» **PROVIDED TEXT**
[start]
# Ansonia Clock Repair Finished (Nearly)



## Thomasr (Oct 11, 2011)

Dear all

Its finished!!! After all the waiting as my parents would let me tinker with it until after I had broken up from school. It is now working and taking pride of place on the Mantlepiece. (Jog on Battery clock)










I bought this from antique shop about 8 moths ago (see Post http://www.thewatchforum.co.uk/index.php?showtopic=69801&hl=&fromsearch=1). One of the agate teeth bhad broken off completely. I managed to find another Ansonia movement that was utterly desroyed but had the original agate teeth in perfect condition so I took it all aprts and swapped the escapement assembly and timing gear fro the battered one and added it to the other. Now it works a treat!!! just have to find a way of getting the case repaired now.


----------



## trackrat (Jan 23, 2012)

Did you repair the chip in the marble, or is that a job for another time.


----------



## Thomasr (Oct 11, 2011)

nope the case will be done another time. Im not really sure what the best way of repairing it is so I'll hold off for a while


----------



## mel (Dec 6, 2006)

Thomasr said:


> nope the case will be done another time. Im not really sure what the best way of repairing it is so I'll hold off for a while


Love it Thomas! I'd have one in a moment, but Mrs Mel doesn't like old timers chimers :lol:

I have no idea how you would repair a chip on a marble case, but look through your local Yellow Pages and see if you can find a "marble tile" or "marble floor" specialist in your area and call on them (clock in hand as it were) and simply ask if there's a way you could repair it. Show 'em what you've done already and explain you're still at school - - I bet there'll be someone in the company who may be able to help.

Or look for an "antiques restorer" or "antique clock restorer" and ask the same question :yes:

If I knew I'd be delighted to help you! Waht you've done already is :notworthy:


----------



## dobra (Aug 20, 2009)
[end]
» **GIVEN DATA**
[start]
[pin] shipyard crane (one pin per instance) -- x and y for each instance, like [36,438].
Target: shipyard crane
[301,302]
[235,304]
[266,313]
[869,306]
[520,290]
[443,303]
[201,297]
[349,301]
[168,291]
[end]
» **WHAT TO WORK ON**
1. According to the thread on the Ansonia clock repair, what had broken off completely on the clock bought from the antique shop?
2. Copy out the passage of the clock repair thread starting at "Its finished!!! After" and ending at "on Battery clock)".

» **RESPONSES PER TASK**
1. One of the agate teeth.

2.
Its finished!!! After all the waiting as my parents would let me tinker with it until after I had broken up from school. It is now working and taking pride of place on the Mantlepiece. (Jog on Battery clock)